>> begin

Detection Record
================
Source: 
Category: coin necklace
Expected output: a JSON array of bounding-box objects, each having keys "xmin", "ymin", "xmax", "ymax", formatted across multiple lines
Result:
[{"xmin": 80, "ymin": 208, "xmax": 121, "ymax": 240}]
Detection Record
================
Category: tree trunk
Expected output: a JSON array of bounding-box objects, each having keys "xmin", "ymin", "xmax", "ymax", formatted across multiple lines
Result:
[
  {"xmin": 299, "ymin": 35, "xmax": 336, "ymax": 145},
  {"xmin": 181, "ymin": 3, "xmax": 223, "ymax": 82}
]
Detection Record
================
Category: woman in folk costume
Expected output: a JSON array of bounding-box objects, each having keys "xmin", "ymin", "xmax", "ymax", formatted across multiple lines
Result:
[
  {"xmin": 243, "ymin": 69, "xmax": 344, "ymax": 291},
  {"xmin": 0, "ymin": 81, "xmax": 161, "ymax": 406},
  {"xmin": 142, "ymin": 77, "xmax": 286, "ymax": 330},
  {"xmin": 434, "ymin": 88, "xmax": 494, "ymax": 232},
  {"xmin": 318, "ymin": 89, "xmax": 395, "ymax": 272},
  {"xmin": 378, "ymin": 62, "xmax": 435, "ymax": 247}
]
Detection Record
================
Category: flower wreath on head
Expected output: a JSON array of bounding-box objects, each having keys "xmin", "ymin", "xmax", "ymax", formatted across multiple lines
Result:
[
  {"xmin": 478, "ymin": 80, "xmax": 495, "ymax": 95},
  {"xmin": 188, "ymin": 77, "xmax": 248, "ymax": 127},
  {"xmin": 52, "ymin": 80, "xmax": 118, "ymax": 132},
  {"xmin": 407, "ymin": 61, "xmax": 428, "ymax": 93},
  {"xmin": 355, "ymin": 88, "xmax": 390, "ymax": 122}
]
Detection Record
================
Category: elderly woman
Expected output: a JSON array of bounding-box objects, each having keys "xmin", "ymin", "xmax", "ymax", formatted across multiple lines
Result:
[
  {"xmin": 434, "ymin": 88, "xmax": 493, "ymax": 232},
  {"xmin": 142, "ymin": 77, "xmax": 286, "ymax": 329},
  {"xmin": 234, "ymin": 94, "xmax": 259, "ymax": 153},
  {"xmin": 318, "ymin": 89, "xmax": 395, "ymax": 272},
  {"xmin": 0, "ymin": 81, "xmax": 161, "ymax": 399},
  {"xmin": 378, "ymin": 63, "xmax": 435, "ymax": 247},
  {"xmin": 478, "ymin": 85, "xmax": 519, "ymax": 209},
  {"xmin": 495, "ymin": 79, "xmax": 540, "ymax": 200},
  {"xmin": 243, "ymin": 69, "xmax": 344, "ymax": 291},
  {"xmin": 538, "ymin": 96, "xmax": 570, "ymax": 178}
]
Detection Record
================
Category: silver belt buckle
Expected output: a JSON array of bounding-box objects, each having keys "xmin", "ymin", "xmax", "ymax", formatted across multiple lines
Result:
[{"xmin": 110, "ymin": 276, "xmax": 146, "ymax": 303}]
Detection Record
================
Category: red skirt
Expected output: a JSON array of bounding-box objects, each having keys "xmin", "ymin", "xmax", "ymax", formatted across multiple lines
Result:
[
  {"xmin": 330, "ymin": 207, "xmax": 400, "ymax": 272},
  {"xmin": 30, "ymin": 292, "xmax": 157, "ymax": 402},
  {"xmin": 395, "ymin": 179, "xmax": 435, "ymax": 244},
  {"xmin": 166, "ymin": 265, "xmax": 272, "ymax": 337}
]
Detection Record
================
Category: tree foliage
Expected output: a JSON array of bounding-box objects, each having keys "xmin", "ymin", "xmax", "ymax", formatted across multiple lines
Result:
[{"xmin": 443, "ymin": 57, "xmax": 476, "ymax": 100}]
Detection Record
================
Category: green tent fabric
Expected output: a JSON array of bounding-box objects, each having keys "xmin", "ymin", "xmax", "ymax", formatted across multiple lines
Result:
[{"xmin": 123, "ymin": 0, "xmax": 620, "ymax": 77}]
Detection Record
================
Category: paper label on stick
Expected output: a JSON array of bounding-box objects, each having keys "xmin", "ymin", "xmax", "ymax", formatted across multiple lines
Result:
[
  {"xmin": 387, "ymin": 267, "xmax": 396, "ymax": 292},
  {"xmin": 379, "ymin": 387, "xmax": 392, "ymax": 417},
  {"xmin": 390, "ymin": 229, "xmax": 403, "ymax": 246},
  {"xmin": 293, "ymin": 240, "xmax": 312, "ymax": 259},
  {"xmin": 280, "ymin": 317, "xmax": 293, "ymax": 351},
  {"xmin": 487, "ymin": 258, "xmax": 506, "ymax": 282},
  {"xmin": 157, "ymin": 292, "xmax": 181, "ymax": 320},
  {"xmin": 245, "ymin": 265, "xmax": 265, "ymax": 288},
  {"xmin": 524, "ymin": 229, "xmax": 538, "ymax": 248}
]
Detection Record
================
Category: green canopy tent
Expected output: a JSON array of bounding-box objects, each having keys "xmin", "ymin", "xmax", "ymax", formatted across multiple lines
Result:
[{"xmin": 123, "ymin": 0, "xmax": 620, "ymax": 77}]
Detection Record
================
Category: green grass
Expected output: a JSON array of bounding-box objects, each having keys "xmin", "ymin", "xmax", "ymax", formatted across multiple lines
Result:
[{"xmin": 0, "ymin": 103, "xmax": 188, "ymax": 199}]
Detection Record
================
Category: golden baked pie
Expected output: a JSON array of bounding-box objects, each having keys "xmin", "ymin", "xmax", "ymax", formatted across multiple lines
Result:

>> end

▶ YOUR TASK
Pull out every line in the items above that contains the word "woman".

▶ SOLUTION TO THIS EXERCISE
Category: woman in folk costume
Category: elderly woman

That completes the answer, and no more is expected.